YOUR ASSIGNMENT: Output each entry exactly; skip nothing.
[Opening SUPPLIED RECORDS section]
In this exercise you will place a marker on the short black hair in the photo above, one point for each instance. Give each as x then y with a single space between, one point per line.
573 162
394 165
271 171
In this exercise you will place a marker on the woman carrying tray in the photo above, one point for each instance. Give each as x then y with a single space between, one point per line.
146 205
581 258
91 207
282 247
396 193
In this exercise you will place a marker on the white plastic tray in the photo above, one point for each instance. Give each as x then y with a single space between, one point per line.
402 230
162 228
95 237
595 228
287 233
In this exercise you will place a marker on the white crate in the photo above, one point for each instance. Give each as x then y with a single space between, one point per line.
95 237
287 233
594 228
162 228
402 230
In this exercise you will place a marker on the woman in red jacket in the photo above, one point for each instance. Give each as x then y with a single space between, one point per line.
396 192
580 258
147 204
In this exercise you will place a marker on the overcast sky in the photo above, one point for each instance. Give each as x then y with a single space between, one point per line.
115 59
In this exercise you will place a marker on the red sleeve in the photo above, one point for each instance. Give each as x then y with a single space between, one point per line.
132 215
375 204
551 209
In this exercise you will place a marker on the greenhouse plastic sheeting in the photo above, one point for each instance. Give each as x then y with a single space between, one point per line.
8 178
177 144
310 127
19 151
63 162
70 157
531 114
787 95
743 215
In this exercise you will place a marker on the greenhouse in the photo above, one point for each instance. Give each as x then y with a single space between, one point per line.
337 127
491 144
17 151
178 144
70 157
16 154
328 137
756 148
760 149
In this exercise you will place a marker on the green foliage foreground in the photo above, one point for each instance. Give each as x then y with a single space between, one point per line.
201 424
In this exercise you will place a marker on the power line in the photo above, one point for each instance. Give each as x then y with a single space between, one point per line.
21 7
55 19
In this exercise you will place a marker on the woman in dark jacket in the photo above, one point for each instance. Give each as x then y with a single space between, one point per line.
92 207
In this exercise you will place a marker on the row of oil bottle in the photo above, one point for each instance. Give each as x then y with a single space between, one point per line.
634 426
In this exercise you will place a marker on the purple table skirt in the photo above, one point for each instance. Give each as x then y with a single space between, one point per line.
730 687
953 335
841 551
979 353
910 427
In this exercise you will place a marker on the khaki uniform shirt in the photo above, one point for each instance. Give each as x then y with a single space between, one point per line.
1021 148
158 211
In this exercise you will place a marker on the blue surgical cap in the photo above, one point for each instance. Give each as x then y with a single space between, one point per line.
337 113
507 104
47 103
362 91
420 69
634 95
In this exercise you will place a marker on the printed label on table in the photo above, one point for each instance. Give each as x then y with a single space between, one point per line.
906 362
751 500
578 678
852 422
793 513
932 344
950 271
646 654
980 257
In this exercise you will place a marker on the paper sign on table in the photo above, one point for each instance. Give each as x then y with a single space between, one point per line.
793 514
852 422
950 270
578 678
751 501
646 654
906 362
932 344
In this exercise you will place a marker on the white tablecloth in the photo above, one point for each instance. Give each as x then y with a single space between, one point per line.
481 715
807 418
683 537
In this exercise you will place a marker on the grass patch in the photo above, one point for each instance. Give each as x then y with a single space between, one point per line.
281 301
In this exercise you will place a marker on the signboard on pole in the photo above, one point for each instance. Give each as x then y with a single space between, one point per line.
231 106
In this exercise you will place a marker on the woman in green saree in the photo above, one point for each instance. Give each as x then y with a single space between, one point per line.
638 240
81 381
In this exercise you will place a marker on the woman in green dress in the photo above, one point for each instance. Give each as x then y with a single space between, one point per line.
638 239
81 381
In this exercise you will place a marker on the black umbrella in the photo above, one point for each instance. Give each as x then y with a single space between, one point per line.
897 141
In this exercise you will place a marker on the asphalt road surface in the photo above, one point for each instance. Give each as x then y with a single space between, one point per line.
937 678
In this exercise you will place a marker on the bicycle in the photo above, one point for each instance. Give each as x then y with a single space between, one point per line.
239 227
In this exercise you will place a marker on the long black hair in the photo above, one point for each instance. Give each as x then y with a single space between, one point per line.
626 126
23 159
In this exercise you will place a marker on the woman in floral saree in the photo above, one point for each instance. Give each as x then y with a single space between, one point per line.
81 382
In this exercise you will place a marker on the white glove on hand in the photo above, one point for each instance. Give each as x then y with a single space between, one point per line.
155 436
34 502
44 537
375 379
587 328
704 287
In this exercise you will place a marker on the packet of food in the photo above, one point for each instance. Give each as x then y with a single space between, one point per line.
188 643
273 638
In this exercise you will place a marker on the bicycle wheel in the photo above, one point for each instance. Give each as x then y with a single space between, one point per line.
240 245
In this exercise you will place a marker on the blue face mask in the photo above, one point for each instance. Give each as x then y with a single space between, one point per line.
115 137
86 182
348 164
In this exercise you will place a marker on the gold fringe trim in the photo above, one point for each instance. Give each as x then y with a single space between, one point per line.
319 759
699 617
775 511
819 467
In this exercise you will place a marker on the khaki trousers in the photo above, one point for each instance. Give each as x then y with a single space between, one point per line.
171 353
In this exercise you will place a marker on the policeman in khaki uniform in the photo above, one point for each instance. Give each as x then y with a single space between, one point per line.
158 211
[Closing SUPPLIED RECORDS section]
WRITTEN RESPONSE:
In this exercise you will place a marker on the short black hair in the photo above, one point for each instance. Give each as x then y with a single space between, one point per line.
573 162
394 165
271 171
In this exercise you will place a marker on the woman carrying tray in the photo above, one point for each instance. Give each as x then y with a single space between, one point per line.
146 205
581 258
91 207
282 247
396 193
In this exercise you will place a marker on the white plastic tray in the photo above, one point for each instance. Give each as x then y with a single space between, one point per line.
402 230
162 228
95 237
595 228
287 233
In this exercise you will place a marker on the white crate in the photo above, one point for each instance. Give each as x then y with a single space between, one point per line.
95 237
287 233
594 228
162 228
402 230
In this exercise you will place a marker on the woman in red jacket in the photo above, one point for each instance. Give each as x then y with a single space between, one point per line.
396 192
580 258
147 204
In this exercise you will place a marker on the overcast sky in the photo above, one point for each instance. Give each as x then y with a single space between, one point per line.
115 59
In this exercise you will place a marker on the red sleeve in the photo above, one point for each instance. Give each as x then y with a single space between, one point per line.
132 215
375 204
551 209
In this exercise you will place a marker on the greenhouse plastic sheeting in the photo above, one point for each instance. Give each as x then y with a single space between, one point per line.
8 178
177 144
310 127
19 151
63 162
70 157
531 114
787 95
743 215
In this exercise you will place a marker on the greenhouse in the photo above, one point for each instance. Give each as x then y with a single space between, one point per line.
337 127
491 144
17 151
178 144
70 157
16 154
328 137
756 148
760 149
In this exercise you will place a marker on the green foliage foreground in the photo above, one point for each instance. Give each as x then y with a single space between, one point per line.
201 424
In this exercise you will place a marker on the power line in the photo above, one point for each instance. Give each as x then y with a single space between, one point per line.
21 7
55 19
In this exercise you will place a marker on the woman in dark jacket in the photo above, one point for each instance. Give each as x then y with a single space between, one point per line.
92 207
In this exercise you will place a marker on the row of oil bottle in the photo above, one point for each instance. Give each as x then y with a single space between, one point per line.
634 426
In this exercise you will place a marker on the purple table skirt in the photo above, one point for each instance. Give each as x then y with a single space between, one point per line.
730 687
953 335
841 551
979 353
910 427
In this exercise you will place a marker on the khaki uniform shirt in the photo above, one point for each instance. Give each as x then y with a single space between, one point per line.
1021 148
158 211
In this exercise you will place a marker on the blue surgical cap in the photo above, one point for each instance. Give each as x then y with a single space between, one point per line.
337 113
507 104
47 103
362 91
420 69
634 95
In this exercise you will place a marker on the printed label on table in the photo above, one point for each instance. Give each as x then y with a single space between, one point per line.
906 362
751 500
578 678
852 422
793 513
932 344
950 271
646 654
980 257
In this exercise you will place a marker on the paper sign on table in the photo above, one point for each instance. Give each as x then y with a single space between, one point per line.
793 514
852 422
950 270
578 678
751 501
646 654
906 362
932 344
In this exercise you will place a marker on the white tablecloth in the photo above, one point for each instance. Give each as x then y with a single space between, one point per line.
481 715
807 418
683 537
In this exercise you will place a marker on the grass patch in the photo above, one point for each instance. Give each as x then y with a single space between, one point per line.
281 301
In this exercise you will place a marker on the signboard on pole in the photo above, one point for each instance. Give each as x then y with a single space between, one point per line.
231 106
In this exercise you will place a marker on the woman in green saree in the photo above, one point for each instance. Give each as x then y with a single space between, one point per line.
638 240
81 381
In this exercise you will place a marker on the woman in green dress in the photo above, one point for each instance. Give each as x then y with a single space between, one point per line.
638 239
81 381
In this exercise you will place a marker on the black umbrella in the photo above, one point for each instance. Give each as x then y with a single space between, one point per line.
897 141
In this exercise you will place a marker on the asphalt road surface in the photo above, one point for each instance. Give each as x then y with a single space between, one point per line.
937 678
In this exercise you will place a marker on the bicycle in the photo above, one point for each instance. Give each as x then y with a single space between, one point per line.
239 227
In this exercise you will place a marker on the long black hair in the photo above, one point for each instance. Give each as x then y with a single space between, one point per line.
626 126
23 159
In this exercise you will place a marker on the woman in floral saree in the photo above, one point for each instance. Give each as x then y with a single space between, one point per line.
81 382
In this exercise you will place a marker on the white glove on hand in the photo above, one point for each instance. Give each as x then y with a single space between, one point per line.
155 436
34 502
44 537
375 379
587 328
704 287
In this exercise you will place a marker on the packet of food in the photo above, one point for each instance. Give each as x then y with a single space between, one point per line.
188 643
273 638
In this exercise you will place a marker on the bicycle wheel in the photo above, one point for each instance. Give each as x then y with a single space between, one point per line.
240 245
In this exercise you will place a marker on the blue face mask in the photo above, one point for each instance. Give each as x then y with a single space between, one point per line.
115 137
86 182
348 164
In this exercise you will place a marker on the gold fringe trim in the photo above, one point for each instance. Give each as x then y with a single space between, one point per line.
319 759
699 617
775 511
819 467
In this exercise you will place a marker on the khaki trousers in the photo above, one point for each instance. Give each as x then y with a single space between, one point per line.
171 353
In this exercise you will place a marker on the policeman in khaki uniform in the photo above, one point for each instance. Give each as x then y with a single space between, one point per line.
158 211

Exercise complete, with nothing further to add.